Alright, so we’ve seen all the types of data PHP can handle. But, computers can’t just have data flying around – it needs to be (temporarily) saved somewhere, under a certain name. More importantly, by saving data under a name, we can find it and use it at other places in the code, together with other data. For this, we have variables.

A variable is a container for storing data

For example, we could perform a complex calculation, and then put the result inside a variable named “result”. And then, at some other point in the program, we could use this result again (in another calculation or statement) by calling it by its name. Variables are super-duper useful, and you’ll be working with them a lot, which is why I will devote two chapters to them.

Defining Variables

In PHP, variables aren’t necessarily created. A variable exists from the moment you assign a value to it. To define a variable, we use the dollar syntax ($) and assignment operator (=):

$some_variable_name = value;

This means that, unlike some other programming languages, a variable’s data type is not fixed. Any time you want, you can assign a new value to a variable (using the same syntax), even if that value is of completely different data type. Yes, PHP is that flexible.

Using Variables

To use a variable – which means accessing its value – simply call it by its name. And, don’t forget to put the dollar sign in front.

$save_result = 5*5*5;
echo $save_result; //Prints 125 in the browser

$username = "Juan";
echo "Welcome, " . $username; //Prints: Welcome, Juan

If you haven’t assigned a value to the variable you’re calling, the value will be null. You will also probably get a notice or warning by PHP that the variable is undefined.

Naming Variables

Now, I might have given the impression that you could name variables any way you like, but that’s not true. Some rules have been established to make sure PHP reads the code correctly as a variable (and not as a number, or string, or anything else). A variable name

  • Must start with a letter (lowercase or uppercase) or underscore ( _ )
  • May never start with a number
  • Can only contain alpha-numeric characters (that is, letters and figures) and underscores

It’s good practice to use descriptive names for your variables. It’s better to use long variable names that describe exactly what data they hold, instead of short and indecipherable names.

Additionally, PHP variables are usually written in snake_case. This means that you only use lowercase characters, and that you separate words by underscores. Why? Because all of PHP’s built-in functionality also follows this syntax. (For example, the function is_string(par) checks if its parameter has data type string.)

//This will give an error
$3tips = "1) Never buy a snake. 2) Don't burn down your home 3) Don't go to bed without your teddy bear";

//This is fine
$tips = "...";
$_3tips = "...";
$tips_for_you = "...";


In case you hadn’t figured it out already, we can assign any value to a variable, so we can also assign the value from another variable! For example, if you create variable $A that holds a string, you could say $B = $A, and now variable $B has the exact same string as value.

When you do this, PHP copies the value from one variable to another. With large values, though, this can add a huge amount of extra load for the server. This can be solved with references.

A reference simply points two variables at each other. They take on the same value, and if one of them changes, the other changes with it. A reference is created by putting an ampersand ( & ) in front of the variable value:

$somevar = &$othervar;
$some_value = true;
$other_value = &$some_value;

$other_value = false;
//Now both $some_value and $other_value are false.

:::::

:: Required actions ::
1) List the rules that the PHP variables text gives for what a variable name must or may contain and how it may start.
2) Pick up the PHP variables text after its last line and keep writing it in the same style.
The data that follows is separate material and has no connection to the PHP variables text.

(Image location labeling data)
:::::

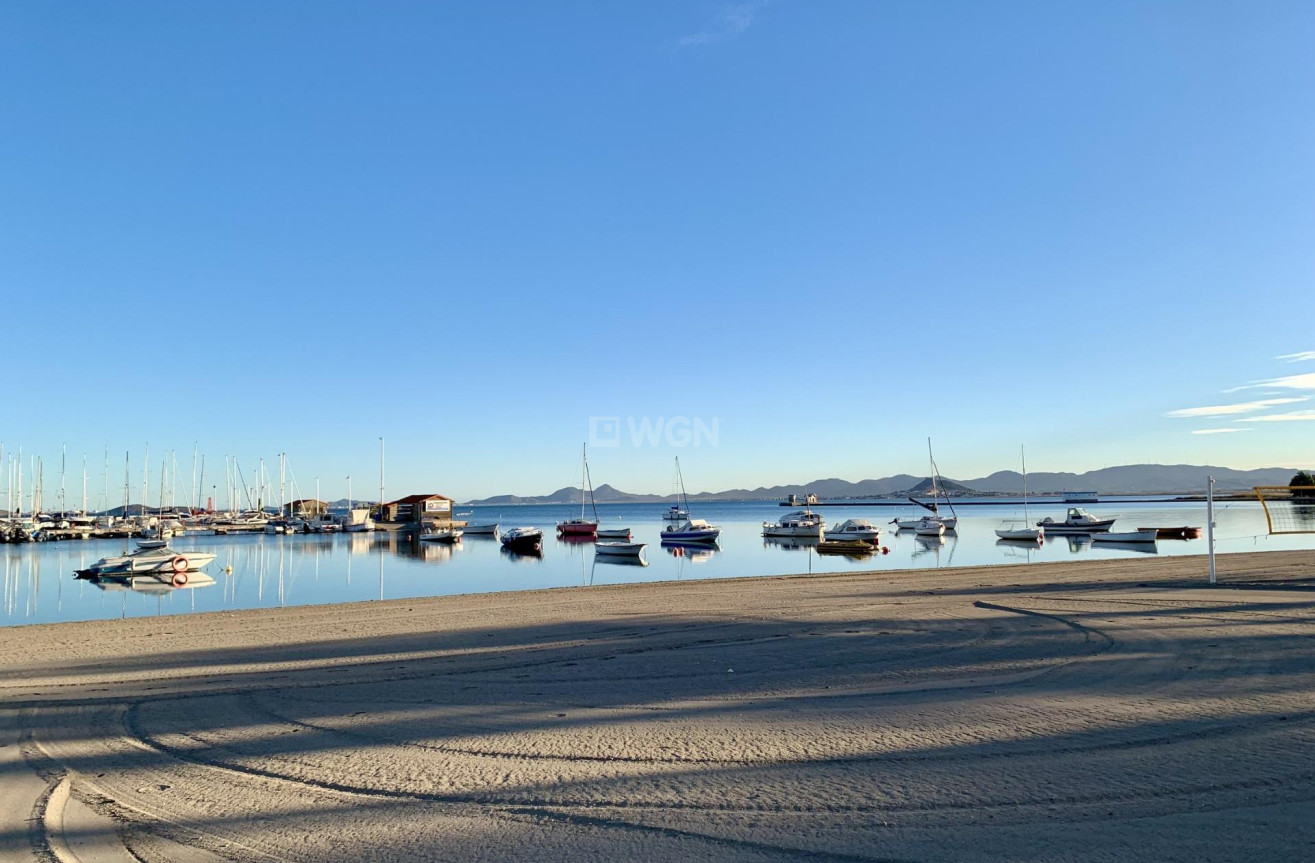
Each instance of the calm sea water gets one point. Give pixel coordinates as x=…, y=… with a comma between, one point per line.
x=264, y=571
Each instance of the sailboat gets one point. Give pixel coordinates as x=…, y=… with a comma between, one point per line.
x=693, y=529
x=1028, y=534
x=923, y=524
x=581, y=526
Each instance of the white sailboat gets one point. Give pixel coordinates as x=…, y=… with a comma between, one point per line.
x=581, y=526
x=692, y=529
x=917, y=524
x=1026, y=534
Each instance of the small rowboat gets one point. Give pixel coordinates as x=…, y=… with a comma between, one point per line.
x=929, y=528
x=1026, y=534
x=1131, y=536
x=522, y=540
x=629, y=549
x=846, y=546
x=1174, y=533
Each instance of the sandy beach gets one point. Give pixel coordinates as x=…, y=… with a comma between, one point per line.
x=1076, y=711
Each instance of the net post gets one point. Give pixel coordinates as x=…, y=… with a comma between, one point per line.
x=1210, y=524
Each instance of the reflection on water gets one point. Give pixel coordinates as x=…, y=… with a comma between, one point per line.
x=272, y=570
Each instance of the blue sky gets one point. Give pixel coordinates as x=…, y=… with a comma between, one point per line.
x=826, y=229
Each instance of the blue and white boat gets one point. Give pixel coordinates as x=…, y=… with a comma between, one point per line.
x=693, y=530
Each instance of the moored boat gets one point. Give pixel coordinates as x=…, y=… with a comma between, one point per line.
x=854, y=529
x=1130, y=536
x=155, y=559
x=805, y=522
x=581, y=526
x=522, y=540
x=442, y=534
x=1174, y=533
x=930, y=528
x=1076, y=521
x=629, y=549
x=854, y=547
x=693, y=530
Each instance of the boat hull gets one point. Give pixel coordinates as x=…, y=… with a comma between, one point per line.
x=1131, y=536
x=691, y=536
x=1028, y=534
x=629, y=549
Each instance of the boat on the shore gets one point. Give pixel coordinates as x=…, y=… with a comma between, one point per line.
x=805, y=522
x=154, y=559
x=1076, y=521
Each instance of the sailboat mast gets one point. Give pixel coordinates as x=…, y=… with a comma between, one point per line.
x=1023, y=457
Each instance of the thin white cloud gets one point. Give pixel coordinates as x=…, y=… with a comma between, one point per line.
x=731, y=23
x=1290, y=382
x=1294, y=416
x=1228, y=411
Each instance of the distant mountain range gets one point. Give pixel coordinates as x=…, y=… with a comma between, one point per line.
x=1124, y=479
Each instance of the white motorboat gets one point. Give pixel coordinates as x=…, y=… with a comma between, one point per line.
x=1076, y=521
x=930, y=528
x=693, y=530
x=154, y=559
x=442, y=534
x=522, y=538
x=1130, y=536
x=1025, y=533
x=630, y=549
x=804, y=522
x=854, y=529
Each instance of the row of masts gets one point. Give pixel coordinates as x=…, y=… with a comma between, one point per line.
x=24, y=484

:::::

:: Responses to the exercise ::
1)
- Must start with a letter (lowercase or uppercase) or underscore ( _ )
- May never start with a number
- Can only contain alpha-numeric characters (that is, letters and figures) and underscores

2)
Dynamic Variables

PHP has even more variable magic in store for us. Not only can we change the value of a variable, we can also change the variable name (and keep the value)! Variables like this are, quite logically, called variable variables.

How does PHP know we want it to use the other variable’s value, instead of the other variable’s name? Well, we can force PHP to evaluate an expression by placing it between curly braces ( { } ). In doing so, the syntax for creating variable variables becomes

${$someothervar}= value;

This isn’t restricted to other variables; we could place whole computations between those curly braces to be used as the variable name. If you know you’re only going to reference a variable, however, you can use the following shorthand syntax:

$$someothervar = value;

This isn’t even restricted to two dollar signs; you can place as many dollar signs after each other as you want, each referencing another variable (as illustrated in the example). Endless possibilities!

$a = "panda";
$panda = "awesome";
$awesome = "LEGO!";

echo $$$a; //Prints LEGO!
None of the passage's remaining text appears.